= Text segment =
* * * * * * *
That’s a very interesting thought, Jim. So you are saying it isn’t so much the persecution of the peer group, but an inability to find peers that are suitable?
I’m not saying persecution doesn’t exist. In my experience, the most persecution I have seen is in a requirement of self-denial for inclusion in the group. In a very Christian respect, self-denial is a good thing. In another, it isn’t seen as arrogant for most people to openly recognize their gifts. However, one who is gifted with exceptional intelligence has a difficult time expressing a self-recognition of the gift in the face of a charge of arrogance.
In this vein, one principle I’ve noticed is that many people tend to think that their ability to understand something is the standard for other people to understand things. So people who are less intelligent are often seen as having lesser ontological value and more intelligent people are often seen as being arrogantly mistaken.
This pattern is therefore related to the patter of sociability I’m talking about in this way: Tempering expressions of exceptional understanding is vital to maintaining relatively positive social contact. However, the perceptions of others that one is holding back in some way tend to impede relational development. In any case, relationships cannot develop beyond the level of common understanding.
Interestingly, the most positive connections I have experienced are with people who have very little intellectual expectations. It’s okay with people like that to be unfashionably awkward so one doesn’t have to walk on proverbial eggshells. My oldest son has discovered this. Half of his closest friends have either learning disabilities or some form of aspergers/autism.
* * * * * * *
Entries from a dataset

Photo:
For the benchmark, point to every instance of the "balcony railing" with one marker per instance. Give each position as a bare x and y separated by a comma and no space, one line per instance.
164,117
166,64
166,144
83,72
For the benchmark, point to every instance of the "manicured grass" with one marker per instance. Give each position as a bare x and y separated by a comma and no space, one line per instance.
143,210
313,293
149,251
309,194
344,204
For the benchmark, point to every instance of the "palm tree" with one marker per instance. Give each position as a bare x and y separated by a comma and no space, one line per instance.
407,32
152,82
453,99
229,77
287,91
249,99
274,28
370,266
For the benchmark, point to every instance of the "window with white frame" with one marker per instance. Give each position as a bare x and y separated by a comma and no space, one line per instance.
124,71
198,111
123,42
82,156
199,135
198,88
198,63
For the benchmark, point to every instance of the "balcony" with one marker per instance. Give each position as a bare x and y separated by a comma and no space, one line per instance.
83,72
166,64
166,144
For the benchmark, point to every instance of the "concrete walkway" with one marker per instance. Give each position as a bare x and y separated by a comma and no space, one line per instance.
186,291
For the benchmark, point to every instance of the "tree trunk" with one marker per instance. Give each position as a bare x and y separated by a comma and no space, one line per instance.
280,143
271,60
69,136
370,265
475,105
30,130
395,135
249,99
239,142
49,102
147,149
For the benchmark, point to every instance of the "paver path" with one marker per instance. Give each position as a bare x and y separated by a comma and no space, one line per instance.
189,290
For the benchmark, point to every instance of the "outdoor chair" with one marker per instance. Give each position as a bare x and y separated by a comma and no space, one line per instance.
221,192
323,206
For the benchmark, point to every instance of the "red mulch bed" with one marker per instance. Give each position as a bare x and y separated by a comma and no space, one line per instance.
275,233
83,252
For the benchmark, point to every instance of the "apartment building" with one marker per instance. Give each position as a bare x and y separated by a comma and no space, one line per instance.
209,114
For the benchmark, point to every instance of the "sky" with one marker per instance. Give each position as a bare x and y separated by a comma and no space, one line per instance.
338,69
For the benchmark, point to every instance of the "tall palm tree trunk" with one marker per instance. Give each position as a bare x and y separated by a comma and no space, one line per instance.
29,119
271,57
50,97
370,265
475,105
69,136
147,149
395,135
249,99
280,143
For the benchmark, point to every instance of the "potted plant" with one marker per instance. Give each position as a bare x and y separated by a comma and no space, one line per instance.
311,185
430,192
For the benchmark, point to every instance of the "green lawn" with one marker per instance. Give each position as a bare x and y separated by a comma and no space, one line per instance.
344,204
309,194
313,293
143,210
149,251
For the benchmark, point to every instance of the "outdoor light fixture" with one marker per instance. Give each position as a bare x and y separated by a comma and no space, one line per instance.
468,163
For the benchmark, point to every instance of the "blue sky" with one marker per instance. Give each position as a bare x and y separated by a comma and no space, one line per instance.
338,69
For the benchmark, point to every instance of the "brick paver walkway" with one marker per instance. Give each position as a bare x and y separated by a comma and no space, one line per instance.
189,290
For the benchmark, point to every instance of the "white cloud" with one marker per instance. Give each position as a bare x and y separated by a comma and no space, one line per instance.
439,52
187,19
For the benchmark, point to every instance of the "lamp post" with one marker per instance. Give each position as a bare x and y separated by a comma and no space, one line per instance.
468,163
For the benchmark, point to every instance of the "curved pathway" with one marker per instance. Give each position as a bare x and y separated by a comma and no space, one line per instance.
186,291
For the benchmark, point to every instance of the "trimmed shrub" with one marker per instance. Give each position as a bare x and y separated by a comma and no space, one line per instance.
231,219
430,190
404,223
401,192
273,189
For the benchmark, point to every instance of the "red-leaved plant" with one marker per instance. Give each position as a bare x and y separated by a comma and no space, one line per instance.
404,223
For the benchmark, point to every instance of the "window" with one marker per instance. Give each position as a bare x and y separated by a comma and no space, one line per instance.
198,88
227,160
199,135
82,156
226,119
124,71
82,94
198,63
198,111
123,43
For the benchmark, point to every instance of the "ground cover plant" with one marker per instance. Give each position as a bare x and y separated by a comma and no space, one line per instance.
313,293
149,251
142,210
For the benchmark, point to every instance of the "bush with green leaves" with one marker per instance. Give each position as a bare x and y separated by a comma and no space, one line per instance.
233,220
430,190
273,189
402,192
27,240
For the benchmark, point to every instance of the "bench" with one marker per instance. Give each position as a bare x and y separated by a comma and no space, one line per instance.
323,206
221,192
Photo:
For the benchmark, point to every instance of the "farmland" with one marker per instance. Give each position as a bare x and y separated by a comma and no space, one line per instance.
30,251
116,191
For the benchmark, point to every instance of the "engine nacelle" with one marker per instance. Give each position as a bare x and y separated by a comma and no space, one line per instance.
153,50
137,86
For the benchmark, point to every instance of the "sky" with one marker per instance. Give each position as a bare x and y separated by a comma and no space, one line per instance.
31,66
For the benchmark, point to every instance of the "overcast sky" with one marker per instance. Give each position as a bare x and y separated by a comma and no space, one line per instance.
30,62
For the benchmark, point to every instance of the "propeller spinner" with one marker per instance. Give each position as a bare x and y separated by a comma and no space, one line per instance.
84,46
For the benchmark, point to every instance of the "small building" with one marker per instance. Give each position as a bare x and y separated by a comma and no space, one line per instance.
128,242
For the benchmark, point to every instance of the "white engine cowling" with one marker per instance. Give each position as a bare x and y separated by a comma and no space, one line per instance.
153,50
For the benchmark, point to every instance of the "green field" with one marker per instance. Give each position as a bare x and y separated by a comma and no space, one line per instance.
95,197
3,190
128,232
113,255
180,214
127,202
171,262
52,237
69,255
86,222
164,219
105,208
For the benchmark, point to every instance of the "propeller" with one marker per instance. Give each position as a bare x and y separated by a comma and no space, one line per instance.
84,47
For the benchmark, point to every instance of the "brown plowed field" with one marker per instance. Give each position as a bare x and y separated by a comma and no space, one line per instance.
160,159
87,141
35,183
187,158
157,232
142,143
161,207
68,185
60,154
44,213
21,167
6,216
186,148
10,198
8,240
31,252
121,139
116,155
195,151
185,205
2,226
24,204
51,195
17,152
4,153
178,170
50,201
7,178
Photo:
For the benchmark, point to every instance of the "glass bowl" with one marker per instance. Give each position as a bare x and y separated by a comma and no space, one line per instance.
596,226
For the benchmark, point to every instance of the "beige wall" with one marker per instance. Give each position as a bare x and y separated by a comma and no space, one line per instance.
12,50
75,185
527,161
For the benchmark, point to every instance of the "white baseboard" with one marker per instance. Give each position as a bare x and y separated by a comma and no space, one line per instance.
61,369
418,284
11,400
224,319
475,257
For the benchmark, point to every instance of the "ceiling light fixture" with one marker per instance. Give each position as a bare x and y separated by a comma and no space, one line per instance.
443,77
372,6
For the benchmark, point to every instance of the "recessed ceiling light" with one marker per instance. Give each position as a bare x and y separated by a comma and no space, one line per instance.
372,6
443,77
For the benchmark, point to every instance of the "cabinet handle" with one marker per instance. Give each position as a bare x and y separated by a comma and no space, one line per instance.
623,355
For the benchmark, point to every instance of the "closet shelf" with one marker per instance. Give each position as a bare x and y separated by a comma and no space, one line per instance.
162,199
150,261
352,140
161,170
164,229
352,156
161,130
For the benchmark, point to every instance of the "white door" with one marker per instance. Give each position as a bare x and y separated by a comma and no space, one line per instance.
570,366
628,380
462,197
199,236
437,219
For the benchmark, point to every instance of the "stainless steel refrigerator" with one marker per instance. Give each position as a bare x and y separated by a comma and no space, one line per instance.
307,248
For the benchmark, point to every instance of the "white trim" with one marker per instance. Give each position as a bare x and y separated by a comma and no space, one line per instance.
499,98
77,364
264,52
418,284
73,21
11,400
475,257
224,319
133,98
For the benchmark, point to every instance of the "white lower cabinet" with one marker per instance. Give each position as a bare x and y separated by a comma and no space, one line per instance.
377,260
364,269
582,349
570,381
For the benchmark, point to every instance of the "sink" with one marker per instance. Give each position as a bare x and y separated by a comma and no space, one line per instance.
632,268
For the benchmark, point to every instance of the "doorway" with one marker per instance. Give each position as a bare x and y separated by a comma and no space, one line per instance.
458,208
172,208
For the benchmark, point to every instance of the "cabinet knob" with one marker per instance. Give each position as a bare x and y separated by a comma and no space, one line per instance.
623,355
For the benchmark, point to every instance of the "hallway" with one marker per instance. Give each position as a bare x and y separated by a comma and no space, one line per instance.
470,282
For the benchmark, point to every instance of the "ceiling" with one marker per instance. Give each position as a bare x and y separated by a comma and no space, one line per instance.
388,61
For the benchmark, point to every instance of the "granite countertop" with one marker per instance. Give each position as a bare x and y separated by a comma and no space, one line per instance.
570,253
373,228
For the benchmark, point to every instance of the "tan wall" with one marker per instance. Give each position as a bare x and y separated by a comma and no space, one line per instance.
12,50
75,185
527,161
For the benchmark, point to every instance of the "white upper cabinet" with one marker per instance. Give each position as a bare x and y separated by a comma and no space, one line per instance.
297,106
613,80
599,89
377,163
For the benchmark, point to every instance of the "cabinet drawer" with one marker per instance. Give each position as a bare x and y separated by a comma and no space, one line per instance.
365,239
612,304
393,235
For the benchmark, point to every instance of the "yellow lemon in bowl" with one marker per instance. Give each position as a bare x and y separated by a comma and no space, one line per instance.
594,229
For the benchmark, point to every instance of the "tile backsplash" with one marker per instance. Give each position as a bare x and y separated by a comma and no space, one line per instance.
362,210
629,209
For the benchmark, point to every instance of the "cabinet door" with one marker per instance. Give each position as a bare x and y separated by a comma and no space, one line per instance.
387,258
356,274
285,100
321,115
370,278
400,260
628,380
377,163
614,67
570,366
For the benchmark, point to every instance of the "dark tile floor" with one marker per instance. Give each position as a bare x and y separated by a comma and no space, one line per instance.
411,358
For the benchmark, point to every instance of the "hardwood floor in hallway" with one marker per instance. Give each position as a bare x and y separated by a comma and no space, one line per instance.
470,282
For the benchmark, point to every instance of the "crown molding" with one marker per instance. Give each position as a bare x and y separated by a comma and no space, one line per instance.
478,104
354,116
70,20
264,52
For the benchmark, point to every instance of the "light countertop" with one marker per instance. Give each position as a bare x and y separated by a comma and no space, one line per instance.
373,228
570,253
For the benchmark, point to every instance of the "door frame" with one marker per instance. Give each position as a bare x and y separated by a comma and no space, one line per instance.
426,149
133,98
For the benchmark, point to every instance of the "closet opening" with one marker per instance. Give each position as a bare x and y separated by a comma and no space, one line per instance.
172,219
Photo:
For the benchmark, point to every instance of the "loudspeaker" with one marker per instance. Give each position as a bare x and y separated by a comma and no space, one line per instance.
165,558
* * * * * * *
= Set tasks =
• A. Reproduce the part of the passage about intelligence and friendship that opens with the words containing "I’m not saying" and closes with "charge of arrogance.".
• B. Put this sentence from the passage about intelligence and friendship into Spanish: "In any case, relationships cannot develop beyond the level of common understanding."

= Per-task outputs =
• A.
I’m not saying persecution doesn’t exist. In my experience, the most persecution I have seen is in a requirement of self-denial for inclusion in the group. In a very Christian respect, self-denial is a good thing. In another, it isn’t seen as arrogant for most people to openly recognize their gifts. However, one who is gifted with exceptional intelligence has a difficult time expressing a self-recognition of the gift in the face of a charge of arrogance.

• B. En cualquier caso, las relaciones no pueden desarrollarse más allá del nivel de entendimiento común.